===== MATERIAL PROVIDED =====

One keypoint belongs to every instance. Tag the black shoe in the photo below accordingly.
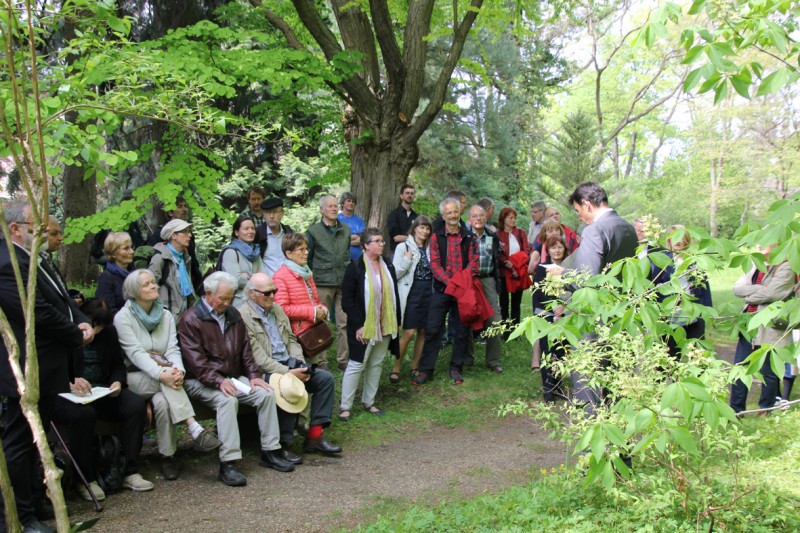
(320, 445)
(420, 378)
(230, 475)
(169, 468)
(44, 510)
(291, 456)
(274, 459)
(38, 527)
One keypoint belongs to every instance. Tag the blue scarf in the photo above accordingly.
(250, 251)
(150, 320)
(183, 272)
(302, 271)
(117, 270)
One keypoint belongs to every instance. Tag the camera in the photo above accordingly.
(294, 363)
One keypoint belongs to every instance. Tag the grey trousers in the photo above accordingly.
(331, 298)
(227, 409)
(371, 367)
(493, 342)
(170, 407)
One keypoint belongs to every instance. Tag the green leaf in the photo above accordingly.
(598, 444)
(683, 438)
(692, 79)
(614, 435)
(720, 92)
(773, 83)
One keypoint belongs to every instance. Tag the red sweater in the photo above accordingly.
(293, 297)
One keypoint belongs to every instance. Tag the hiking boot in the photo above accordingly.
(84, 493)
(206, 442)
(169, 468)
(230, 475)
(137, 483)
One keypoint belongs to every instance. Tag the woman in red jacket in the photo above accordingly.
(297, 292)
(514, 241)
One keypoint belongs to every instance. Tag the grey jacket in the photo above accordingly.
(137, 342)
(164, 265)
(260, 343)
(778, 284)
(606, 240)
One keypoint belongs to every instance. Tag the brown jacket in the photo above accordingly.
(210, 355)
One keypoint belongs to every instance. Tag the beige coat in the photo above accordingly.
(777, 285)
(260, 343)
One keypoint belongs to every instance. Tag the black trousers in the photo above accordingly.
(22, 459)
(515, 312)
(321, 387)
(440, 304)
(127, 409)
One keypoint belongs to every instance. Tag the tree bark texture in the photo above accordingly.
(385, 113)
(80, 199)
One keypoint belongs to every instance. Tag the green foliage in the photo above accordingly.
(733, 51)
(658, 410)
(569, 158)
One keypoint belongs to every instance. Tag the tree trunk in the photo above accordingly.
(378, 170)
(713, 207)
(80, 199)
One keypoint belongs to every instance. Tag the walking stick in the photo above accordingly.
(97, 506)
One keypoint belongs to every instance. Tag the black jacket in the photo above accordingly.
(57, 336)
(353, 304)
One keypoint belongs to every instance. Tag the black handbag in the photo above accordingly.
(315, 339)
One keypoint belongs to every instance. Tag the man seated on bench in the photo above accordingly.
(278, 353)
(221, 373)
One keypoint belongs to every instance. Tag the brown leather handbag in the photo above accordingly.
(315, 339)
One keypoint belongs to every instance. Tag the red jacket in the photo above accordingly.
(519, 284)
(524, 245)
(473, 307)
(293, 297)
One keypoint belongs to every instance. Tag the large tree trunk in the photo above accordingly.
(80, 200)
(378, 170)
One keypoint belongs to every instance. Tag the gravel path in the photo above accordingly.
(327, 493)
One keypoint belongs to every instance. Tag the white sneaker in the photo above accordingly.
(137, 483)
(98, 492)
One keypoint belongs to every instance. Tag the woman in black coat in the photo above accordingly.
(118, 250)
(372, 303)
(100, 364)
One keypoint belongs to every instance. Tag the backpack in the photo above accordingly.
(142, 256)
(109, 463)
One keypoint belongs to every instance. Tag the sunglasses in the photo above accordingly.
(273, 292)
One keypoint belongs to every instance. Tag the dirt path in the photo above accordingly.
(326, 493)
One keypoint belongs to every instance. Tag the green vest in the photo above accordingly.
(331, 253)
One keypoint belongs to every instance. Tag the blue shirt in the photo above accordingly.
(357, 225)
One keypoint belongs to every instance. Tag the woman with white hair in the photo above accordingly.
(155, 369)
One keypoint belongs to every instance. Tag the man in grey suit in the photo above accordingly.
(606, 238)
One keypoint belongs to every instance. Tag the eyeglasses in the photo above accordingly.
(272, 293)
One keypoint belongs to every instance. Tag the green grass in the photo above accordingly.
(725, 303)
(763, 497)
(411, 410)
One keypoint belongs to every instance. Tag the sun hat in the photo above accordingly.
(172, 226)
(290, 392)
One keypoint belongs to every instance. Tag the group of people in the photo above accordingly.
(166, 335)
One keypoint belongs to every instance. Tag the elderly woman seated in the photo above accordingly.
(155, 369)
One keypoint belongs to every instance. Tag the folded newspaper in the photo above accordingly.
(95, 394)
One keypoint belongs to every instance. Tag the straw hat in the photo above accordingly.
(290, 392)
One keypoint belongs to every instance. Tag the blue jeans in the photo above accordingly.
(769, 390)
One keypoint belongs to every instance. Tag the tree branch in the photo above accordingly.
(440, 88)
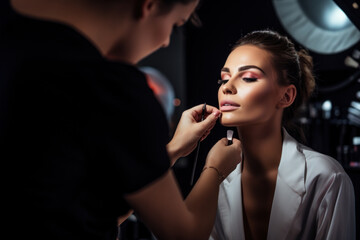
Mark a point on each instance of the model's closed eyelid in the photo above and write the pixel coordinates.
(222, 81)
(248, 79)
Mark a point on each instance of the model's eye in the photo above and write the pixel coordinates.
(221, 82)
(250, 79)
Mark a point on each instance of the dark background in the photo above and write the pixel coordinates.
(192, 64)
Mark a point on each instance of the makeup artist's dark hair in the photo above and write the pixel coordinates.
(167, 5)
(293, 67)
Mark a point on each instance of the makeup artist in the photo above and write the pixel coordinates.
(83, 138)
(281, 189)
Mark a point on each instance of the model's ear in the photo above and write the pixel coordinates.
(288, 96)
(143, 8)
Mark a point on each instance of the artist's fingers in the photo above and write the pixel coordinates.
(197, 111)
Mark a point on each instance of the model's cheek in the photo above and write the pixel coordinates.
(259, 101)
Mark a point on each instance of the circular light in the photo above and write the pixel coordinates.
(320, 25)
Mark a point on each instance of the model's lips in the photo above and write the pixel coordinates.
(226, 106)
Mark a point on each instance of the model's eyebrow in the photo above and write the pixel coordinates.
(244, 68)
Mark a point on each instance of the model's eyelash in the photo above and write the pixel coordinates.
(221, 82)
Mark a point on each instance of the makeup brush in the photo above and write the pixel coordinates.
(197, 148)
(350, 62)
(229, 135)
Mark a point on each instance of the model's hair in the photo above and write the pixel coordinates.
(292, 66)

=====

Starting with the line with "Mark a point on each instance of the model's eyebrow" and going on through the last of the items, substitute "Place a point" for "Mark a point". Give only those lines again, with everything else left unchanged.

Place a point on each instance of the model's eyebrow in the photo above and write the pixel coordinates.
(244, 68)
Place a point on each instance of the model's eyelash in the photo above and write the pixel coordinates.
(221, 82)
Place a point on each instance of the makeup brush in the photo above and write the pixel coordinates.
(197, 148)
(350, 62)
(229, 135)
Place a point on each instance of the model's hair in the photo above and write the pixel coordinates.
(292, 66)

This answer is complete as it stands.